● Excerpt to read

-=-=-=-=-

In what one expert described as "an absurd filing," the Trump administration told a federal judge on Friday that the Justice and Commerce departments "have been asked to reevaluate all available options" for including a citizenship question on the 2020 census, an effort which was effectively blocked by the U.S. Supreme Court last week.
The Supreme Court temporarily prevented the inclusion of the question on the grounds that the alleged rationale for doing so appeared "contrived," a ruling which was cautiously welcomed by civil liberties and immigrant rights groups who accused the administration of attempting to rig the next national survey to create an electoral advantage for "Republicans and Non-Hispanic Whites."
On Tuesday, a spokesperson for the Justice Department confirmed that the census would not include a citizenship question and Commerce Secretary Wilbur Ross said that "the Census Bureau has started the process of printing the decennial questionnaires without the question."
However, hours after Trump tweeted Wednesday morning that reports of Commerce dropping its quest to add the question were "FAKE" and "we are absolutely moving forward," Maryland U.S. District Judge George Hazel ordered the administration to provide an official update to the court by 2pm Friday.

-=-=-=-=-

Photo labels with bounding boxes
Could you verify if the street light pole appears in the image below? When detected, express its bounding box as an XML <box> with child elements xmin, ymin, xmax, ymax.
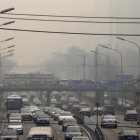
<box><xmin>101</xmin><ymin>46</ymin><xmax>124</xmax><ymax>112</ymax></box>
<box><xmin>0</xmin><ymin>50</ymin><xmax>14</xmax><ymax>82</ymax></box>
<box><xmin>91</xmin><ymin>51</ymin><xmax>109</xmax><ymax>103</ymax></box>
<box><xmin>116</xmin><ymin>37</ymin><xmax>140</xmax><ymax>76</ymax></box>
<box><xmin>95</xmin><ymin>44</ymin><xmax>101</xmax><ymax>85</ymax></box>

-=-=-=-=-

● Exercise tasks
**1)** In the article on the census citizenship question, by what time did Judge George Hazel order the administration to give the court an official update?
**2)** From the article on the census citizenship question, return the passage that begins with the words containing "However, hours after" and ends with "by 2pm Friday.".
**3)** Carry the article on the census citizenship question forward from its final sentence.

● Responses in order
**1)** By 2pm Friday.

**2)**
However, hours after Trump tweeted Wednesday morning that reports of Commerce dropping its quest to add the question were "FAKE" and "we are absolutely moving forward," Maryland U.S. District Judge George Hazel ordered the administration to provide an official update to the court by 2pm Friday.

**3)**
The deadline provoked the Justice Department's Friday filing (pdf)--which, as BuzzFeed's Zoe Tillman explained in a Twitter thread, is not definitive and means that for now the Census Bureau will proceed with printing the census forms without the question.
Noting that the filing reveals the Justice Department's "lawyers have been instructed to devise/fabricate a new reason for imposing a citizenship question," Kristen Clarke, head of the National Lawyers' Committee for Civil Rights Under Law, said the development "marks a new low point for the federal government."
"This is complete politicization of DOJ's work being done to carry out the naked political and discriminatory goals of the White House," she added.
Summarizing the filing, Rick Hasen--a professor of law and political science at University of California, Irvine--tweeted: "This is par for the course with this administration: Sorry if we were acting with discriminatory intent before. Give us a do over and we'll do a better job hiding our real intent."
In response to the filing, voting rights expert Ari Berman reported for Mother Jones that "Hazel reopened discovery in a case looking at whether the administration added the question to intentionally discriminate against Hispanics, based on smoking-gun evidence, uncovered after the death of the GOP's longtime gerrymandering mastermind, Thomas Hofeller, showing that he had pushed for the question in order to draw new political districts that he said would be 'advantageous to Republicans and Non-Hispanic Whites.'"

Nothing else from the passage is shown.